-- START PROVIDED INFORMATION --
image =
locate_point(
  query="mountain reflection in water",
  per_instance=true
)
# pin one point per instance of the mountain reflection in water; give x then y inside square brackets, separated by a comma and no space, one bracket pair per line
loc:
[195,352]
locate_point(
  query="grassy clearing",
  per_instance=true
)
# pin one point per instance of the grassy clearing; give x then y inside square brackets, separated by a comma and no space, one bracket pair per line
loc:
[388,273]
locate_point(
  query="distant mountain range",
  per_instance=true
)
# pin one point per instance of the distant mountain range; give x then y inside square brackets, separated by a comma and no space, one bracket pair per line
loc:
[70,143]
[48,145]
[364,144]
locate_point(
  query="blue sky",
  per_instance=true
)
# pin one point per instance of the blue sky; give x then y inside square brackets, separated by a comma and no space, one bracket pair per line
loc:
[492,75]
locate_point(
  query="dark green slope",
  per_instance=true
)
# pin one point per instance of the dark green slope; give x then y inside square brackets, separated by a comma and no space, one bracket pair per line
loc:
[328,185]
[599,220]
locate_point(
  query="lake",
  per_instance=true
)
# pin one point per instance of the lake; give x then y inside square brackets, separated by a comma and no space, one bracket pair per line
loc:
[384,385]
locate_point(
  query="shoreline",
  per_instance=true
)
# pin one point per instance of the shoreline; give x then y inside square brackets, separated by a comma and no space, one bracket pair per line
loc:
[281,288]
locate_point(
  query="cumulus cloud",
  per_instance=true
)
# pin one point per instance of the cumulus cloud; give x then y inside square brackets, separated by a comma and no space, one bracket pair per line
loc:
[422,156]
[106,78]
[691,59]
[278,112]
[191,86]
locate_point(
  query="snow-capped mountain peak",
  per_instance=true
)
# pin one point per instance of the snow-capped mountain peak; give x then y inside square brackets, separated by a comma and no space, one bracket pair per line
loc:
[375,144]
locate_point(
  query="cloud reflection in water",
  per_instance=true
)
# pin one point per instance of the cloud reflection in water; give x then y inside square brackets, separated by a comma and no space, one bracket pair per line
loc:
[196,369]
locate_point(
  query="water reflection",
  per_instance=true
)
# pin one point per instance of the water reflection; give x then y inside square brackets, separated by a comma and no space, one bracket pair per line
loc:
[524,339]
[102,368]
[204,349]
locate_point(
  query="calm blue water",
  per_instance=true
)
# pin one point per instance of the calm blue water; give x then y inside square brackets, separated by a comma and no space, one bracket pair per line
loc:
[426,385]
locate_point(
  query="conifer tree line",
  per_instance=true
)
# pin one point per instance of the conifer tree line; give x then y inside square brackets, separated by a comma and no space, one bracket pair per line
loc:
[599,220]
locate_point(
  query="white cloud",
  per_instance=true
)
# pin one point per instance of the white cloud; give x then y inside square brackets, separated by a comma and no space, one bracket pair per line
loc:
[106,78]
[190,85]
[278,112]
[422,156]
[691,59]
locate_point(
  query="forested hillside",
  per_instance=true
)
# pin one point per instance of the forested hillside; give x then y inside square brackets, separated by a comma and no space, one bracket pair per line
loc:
-- END PROVIDED INFORMATION --
• **WRITTEN INSTRUCTION**
How many lines in the material above contain the string "range"? Case counts. Reply with the number alone.

• **SOLUTION TO THIS TASK**
2